** THE DATA follows **

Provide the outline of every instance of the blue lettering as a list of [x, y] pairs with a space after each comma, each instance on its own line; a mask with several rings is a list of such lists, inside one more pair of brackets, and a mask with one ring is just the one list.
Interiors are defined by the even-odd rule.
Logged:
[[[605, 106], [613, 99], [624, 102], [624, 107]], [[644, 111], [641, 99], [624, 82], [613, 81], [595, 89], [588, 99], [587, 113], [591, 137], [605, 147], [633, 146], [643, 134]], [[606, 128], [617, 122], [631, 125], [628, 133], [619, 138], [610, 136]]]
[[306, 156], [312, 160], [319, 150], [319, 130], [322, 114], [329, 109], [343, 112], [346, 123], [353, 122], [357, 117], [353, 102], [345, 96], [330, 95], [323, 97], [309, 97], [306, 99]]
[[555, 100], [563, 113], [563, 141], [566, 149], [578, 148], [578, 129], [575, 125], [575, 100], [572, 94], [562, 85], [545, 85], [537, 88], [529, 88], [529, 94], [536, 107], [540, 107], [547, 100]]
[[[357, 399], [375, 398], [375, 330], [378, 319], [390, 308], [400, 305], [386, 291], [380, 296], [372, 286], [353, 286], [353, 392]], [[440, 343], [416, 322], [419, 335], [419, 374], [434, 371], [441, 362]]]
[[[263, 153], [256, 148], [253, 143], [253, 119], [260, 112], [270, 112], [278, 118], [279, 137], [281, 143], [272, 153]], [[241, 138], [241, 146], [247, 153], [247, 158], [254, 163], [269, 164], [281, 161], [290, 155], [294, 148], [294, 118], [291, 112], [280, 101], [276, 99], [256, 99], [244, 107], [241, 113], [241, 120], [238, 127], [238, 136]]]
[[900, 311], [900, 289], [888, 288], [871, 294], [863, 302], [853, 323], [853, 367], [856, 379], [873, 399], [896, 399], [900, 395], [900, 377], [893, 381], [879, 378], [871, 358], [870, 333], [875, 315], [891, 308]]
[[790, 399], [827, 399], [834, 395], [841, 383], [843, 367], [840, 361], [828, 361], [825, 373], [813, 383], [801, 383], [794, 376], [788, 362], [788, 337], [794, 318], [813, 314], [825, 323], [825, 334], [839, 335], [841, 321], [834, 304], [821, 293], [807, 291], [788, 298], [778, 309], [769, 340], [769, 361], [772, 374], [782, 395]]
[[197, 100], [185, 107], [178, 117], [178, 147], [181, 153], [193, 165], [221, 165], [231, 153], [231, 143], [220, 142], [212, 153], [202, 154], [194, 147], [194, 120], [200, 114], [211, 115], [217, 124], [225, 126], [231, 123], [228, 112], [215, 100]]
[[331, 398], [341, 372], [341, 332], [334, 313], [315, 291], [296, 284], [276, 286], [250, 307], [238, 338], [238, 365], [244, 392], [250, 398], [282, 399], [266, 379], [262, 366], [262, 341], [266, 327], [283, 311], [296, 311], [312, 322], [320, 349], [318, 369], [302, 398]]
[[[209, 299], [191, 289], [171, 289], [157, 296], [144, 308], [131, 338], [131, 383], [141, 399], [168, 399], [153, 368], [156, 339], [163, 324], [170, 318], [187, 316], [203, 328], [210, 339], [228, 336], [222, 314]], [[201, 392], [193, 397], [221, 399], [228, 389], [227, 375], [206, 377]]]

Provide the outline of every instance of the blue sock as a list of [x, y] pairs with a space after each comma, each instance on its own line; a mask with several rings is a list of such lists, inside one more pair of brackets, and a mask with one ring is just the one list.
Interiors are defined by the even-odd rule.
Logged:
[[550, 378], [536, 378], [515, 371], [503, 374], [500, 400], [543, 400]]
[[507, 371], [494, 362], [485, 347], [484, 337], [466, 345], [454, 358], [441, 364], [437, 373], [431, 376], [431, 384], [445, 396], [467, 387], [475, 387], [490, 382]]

** End of THE DATA **

▶ [EXERCISE DIRECTIONS] All entries are to be output exactly as they stand.

▶ [TASK ANSWER]
Provide the outline of every instance of the blue lettering as a list of [x, y] pairs with a space after each comma, each instance on its own line; a mask with several rings is a list of such lists, inside one more pair of brackets, and a mask with one ring is just the one list.
Interiors are defined by the even-odd rule.
Logged:
[[[605, 106], [613, 99], [624, 102], [624, 107]], [[644, 111], [641, 99], [624, 82], [613, 81], [595, 89], [588, 99], [587, 113], [591, 137], [605, 147], [633, 146], [643, 134]], [[606, 128], [617, 122], [631, 125], [628, 133], [619, 138], [610, 136]]]
[[306, 156], [312, 160], [319, 150], [319, 130], [322, 114], [329, 109], [343, 112], [346, 123], [353, 122], [357, 117], [353, 102], [345, 96], [330, 95], [323, 97], [309, 97], [306, 99]]
[[555, 100], [563, 113], [563, 141], [566, 149], [578, 148], [578, 129], [575, 125], [575, 100], [572, 94], [562, 85], [545, 85], [537, 88], [529, 88], [529, 94], [536, 107], [540, 107], [547, 100]]
[[[357, 399], [375, 398], [375, 330], [378, 319], [390, 308], [400, 305], [386, 291], [380, 296], [372, 286], [353, 286], [353, 392]], [[440, 343], [416, 322], [419, 335], [419, 374], [434, 371], [441, 362]]]
[[[263, 153], [256, 148], [253, 143], [253, 119], [260, 112], [270, 112], [278, 118], [279, 137], [281, 143], [272, 153]], [[241, 138], [241, 146], [247, 153], [247, 158], [254, 163], [269, 164], [281, 161], [290, 155], [294, 148], [294, 118], [291, 112], [280, 101], [276, 99], [256, 99], [244, 107], [241, 113], [241, 120], [238, 127], [238, 136]]]
[[900, 311], [900, 289], [888, 288], [871, 294], [863, 302], [853, 323], [853, 367], [856, 379], [873, 399], [896, 399], [900, 395], [900, 377], [893, 381], [879, 378], [871, 358], [870, 333], [875, 315], [891, 308]]
[[790, 399], [827, 399], [834, 395], [841, 383], [843, 367], [840, 361], [828, 361], [825, 373], [813, 383], [801, 383], [794, 376], [788, 362], [788, 337], [794, 318], [813, 314], [825, 323], [825, 334], [839, 335], [841, 321], [834, 304], [821, 293], [807, 291], [788, 298], [778, 309], [769, 340], [769, 361], [772, 374], [782, 395]]
[[197, 100], [185, 107], [178, 117], [178, 147], [181, 153], [193, 165], [221, 165], [231, 153], [231, 143], [220, 142], [212, 153], [202, 154], [194, 147], [194, 120], [200, 114], [211, 115], [217, 124], [225, 126], [231, 123], [228, 112], [215, 100]]
[[331, 398], [341, 372], [341, 332], [334, 313], [315, 291], [296, 284], [276, 286], [250, 307], [238, 338], [238, 365], [244, 392], [250, 398], [282, 399], [266, 379], [262, 366], [262, 341], [266, 327], [283, 311], [296, 311], [312, 322], [320, 349], [318, 369], [302, 398]]
[[[209, 299], [191, 289], [171, 289], [157, 296], [144, 308], [131, 338], [131, 383], [141, 399], [168, 399], [153, 368], [156, 339], [163, 324], [170, 318], [187, 316], [203, 328], [210, 339], [228, 336], [222, 314]], [[201, 392], [193, 397], [221, 399], [228, 389], [227, 375], [206, 377]]]

Provide the outline of every instance of the blue sock as a list of [x, y] pairs with a space after each comma, each instance on its own line; a mask with several rings is a list of such lists, inside one more pair of brackets, and a mask with one ring is just the one list.
Interiors are defined by the even-odd rule.
Logged:
[[550, 378], [536, 378], [515, 371], [503, 374], [500, 400], [543, 400]]
[[507, 371], [494, 362], [485, 347], [484, 337], [466, 345], [454, 358], [441, 364], [437, 373], [431, 376], [431, 384], [445, 396], [467, 387], [475, 387], [490, 382]]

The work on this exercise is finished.